» **TEKS**:
+===+
Sejauh pengetahuan penulis dari pengamatan dan percakapan dengan siswa sekolah menengah atas dan mahasiwa (usia 15 – 24 tahun), rata-rata waktu yang digunakan mengakses media sosial adalah 2 – 5 jam. Mereka memanfaatkan aplikasi Whatsapp, Line, Instagram, Facebook, dan intens menonton video You Tube, terutama melalui mesin android. Namun, informasi yang paling menarik diakses dan dibagikan belakangan ini? Sebagian besar adalah informasi tentang keagamaan, hiburan budaya pop, perisriwa heboh, di samping tugas-tugas sekolah dan tentu saja game. Kecenderungan seperti ini tentu sangat menantang para orang tua, juga guru dan pegiat pendidikan. Apatah lagi bagi para arekolog dan sejarawan, yang mulai merasa semakin tua (old) di jaman yang cenderung semakin a-historis ini.
Dari ilustrasi di atas, penulis semakin menyadari arti pentingnya even APEX Balar Sulsel. Di balik itu, para arkeolog terus berupaya menegaskan eksistensinya, sambil menjangkau sebanyak mungkin siswa-siswi dan anak-anak muda milenial terlibat dalam kegiatan belajar, bermain, dan berkompetisi di ajang APEX Balar Sulsel#

Jumat, 17 November 2017

Literasi Warisan Budaya APEX Balar 2017

Dari Alun-alun Pantai Seruni Bantaeng, Balai Arkeologi Sulawesi Selatan (Balar Sulsel) dengan bangga menggelar Archeological Partenership and Expose (APEX 2017). Ini adalah pagelaran dan kemitraan yang kedua Balar Sulsel dengan pemerintah daerah yang bertajuk APEX sebagai pengembangan dari Kemah Arkeologi sejak tahun 2006.
+===+
(Catatan wilayah berlabel)
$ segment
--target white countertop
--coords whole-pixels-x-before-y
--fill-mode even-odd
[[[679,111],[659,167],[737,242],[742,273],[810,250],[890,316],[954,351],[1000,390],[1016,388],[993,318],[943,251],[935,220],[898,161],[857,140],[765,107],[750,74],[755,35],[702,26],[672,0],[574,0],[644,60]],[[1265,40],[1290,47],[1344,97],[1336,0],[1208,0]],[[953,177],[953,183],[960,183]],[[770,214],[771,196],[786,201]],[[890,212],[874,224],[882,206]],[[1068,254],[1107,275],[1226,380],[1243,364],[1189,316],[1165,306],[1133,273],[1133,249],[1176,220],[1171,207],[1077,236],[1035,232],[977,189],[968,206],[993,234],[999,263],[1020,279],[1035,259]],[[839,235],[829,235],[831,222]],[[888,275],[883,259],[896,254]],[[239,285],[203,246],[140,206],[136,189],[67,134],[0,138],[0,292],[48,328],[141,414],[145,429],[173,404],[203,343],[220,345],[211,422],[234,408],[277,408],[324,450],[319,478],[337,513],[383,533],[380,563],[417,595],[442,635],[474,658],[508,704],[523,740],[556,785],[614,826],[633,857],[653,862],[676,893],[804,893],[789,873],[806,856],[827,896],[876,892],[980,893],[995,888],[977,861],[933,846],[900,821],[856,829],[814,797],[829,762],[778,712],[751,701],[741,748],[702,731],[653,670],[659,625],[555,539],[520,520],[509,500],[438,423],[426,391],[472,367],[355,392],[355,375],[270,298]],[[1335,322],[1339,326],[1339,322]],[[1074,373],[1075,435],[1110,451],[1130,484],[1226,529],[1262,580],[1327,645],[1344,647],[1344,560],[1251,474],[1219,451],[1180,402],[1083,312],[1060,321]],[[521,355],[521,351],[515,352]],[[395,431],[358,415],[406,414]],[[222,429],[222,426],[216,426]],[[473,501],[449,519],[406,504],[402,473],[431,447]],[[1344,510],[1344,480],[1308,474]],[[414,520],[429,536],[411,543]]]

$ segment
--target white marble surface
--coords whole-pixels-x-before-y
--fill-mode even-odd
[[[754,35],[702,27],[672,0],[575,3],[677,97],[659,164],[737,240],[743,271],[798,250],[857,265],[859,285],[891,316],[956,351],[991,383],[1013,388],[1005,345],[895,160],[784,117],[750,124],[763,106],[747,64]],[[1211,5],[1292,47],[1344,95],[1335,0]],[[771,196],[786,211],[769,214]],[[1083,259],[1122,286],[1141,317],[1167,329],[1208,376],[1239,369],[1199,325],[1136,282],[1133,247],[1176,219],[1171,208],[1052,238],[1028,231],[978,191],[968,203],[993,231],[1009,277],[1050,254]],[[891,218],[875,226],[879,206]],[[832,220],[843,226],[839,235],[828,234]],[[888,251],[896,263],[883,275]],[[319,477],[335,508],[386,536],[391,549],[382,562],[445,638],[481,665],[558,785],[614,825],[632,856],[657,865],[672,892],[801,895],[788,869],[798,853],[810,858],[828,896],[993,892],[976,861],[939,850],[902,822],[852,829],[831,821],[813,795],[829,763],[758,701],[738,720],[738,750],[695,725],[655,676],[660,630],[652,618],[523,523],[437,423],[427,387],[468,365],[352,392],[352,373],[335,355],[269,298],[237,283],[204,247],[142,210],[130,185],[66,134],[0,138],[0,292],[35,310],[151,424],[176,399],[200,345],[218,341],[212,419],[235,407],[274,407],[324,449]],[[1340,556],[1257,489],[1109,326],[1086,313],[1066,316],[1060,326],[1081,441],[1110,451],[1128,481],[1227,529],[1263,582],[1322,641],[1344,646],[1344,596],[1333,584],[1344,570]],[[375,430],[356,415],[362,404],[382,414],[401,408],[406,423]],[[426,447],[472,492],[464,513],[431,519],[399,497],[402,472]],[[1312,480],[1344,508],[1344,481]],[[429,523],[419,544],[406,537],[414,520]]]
+===+
» **SELESAIKAN TUGAS BERIKUT**:
1. Tuliskan kembali tanpa perubahan bagian teks tentang APEX Balar Sulsel yang dimulai dari "Sejauh pengetahuan penulis" dan berakhir pada "semakin a-historis ini.".
2. Jawab pertanyaan berikut berdasarkan teks tentang APEX Balar Sulsel.
(a) Berapa rata-rata waktu yang digunakan siswa dan mahasiswa untuk mengakses media sosial?
(b) Di mana Balar Sulsel menggelar APEX 2017?
(c) APEX merupakan pengembangan dari kegiatan apa, dan sejak tahun berapa kegiatan itu ada?
3. Lanjutkan teks tentang APEX Balar Sulsel mulai dari sesudah kalimat terakhirnya.

» **JAWABAN PER TUGAS**:
1.
Sejauh pengetahuan penulis dari pengamatan dan percakapan dengan siswa sekolah menengah atas dan mahasiwa (usia 15 – 24 tahun), rata-rata waktu yang digunakan mengakses media sosial adalah 2 – 5 jam. Mereka memanfaatkan aplikasi Whatsapp, Line, Instagram, Facebook, dan intens menonton video You Tube, terutama melalui mesin android. Namun, informasi yang paling menarik diakses dan dibagikan belakangan ini? Sebagian besar adalah informasi tentang keagamaan, hiburan budaya pop, perisriwa heboh, di samping tugas-tugas sekolah dan tentu saja game. Kecenderungan seperti ini tentu sangat menantang para orang tua, juga guru dan pegiat pendidikan. Apatah lagi bagi para arekolog dan sejarawan, yang mulai merasa semakin tua (old) di jaman yang cenderung semakin a-historis ini.

2.
(a) Rata-rata waktunya adalah 2 – 5 jam.
(b) APEX 2017 digelar di Alun-alun Pantai Seruni Bantaeng.
(c) APEX merupakan pengembangan dari Kemah Arkeologi, yang ada sejak tahun 2006.

3.
Apa yang signifikan, dan karena itu bermakna dari APEX di Bantaeng? Bagi Tajuddin (69), pensiunan guru Bahasa Indonesia SDN 5 Bantaeng, kegiatan APEX merupakan ajang membangun kekompakan. “Seringkali perlombaan antarsekolah berujung ricuh”. Namun, menurut pak Taju yang saat ini kembali bertani, memandang pertunjukan seni APEX lebih mengedepankan budaya toleransi. Sejauh disaksikannya, ada kesungguhan anak-anak muda mengekspose kemampuannya bernyanyi, memainkan peralatan seni, menari, berpuisi, mengusung tema-tema warisan budaya di atas panggung. Penonton tidak tergoda untuk bertindak liar. Menariknya lagi, banyak ibu-ibu rumah tangga dan anak-anak kampung yang menyaksikan pertunjukan hingga usai.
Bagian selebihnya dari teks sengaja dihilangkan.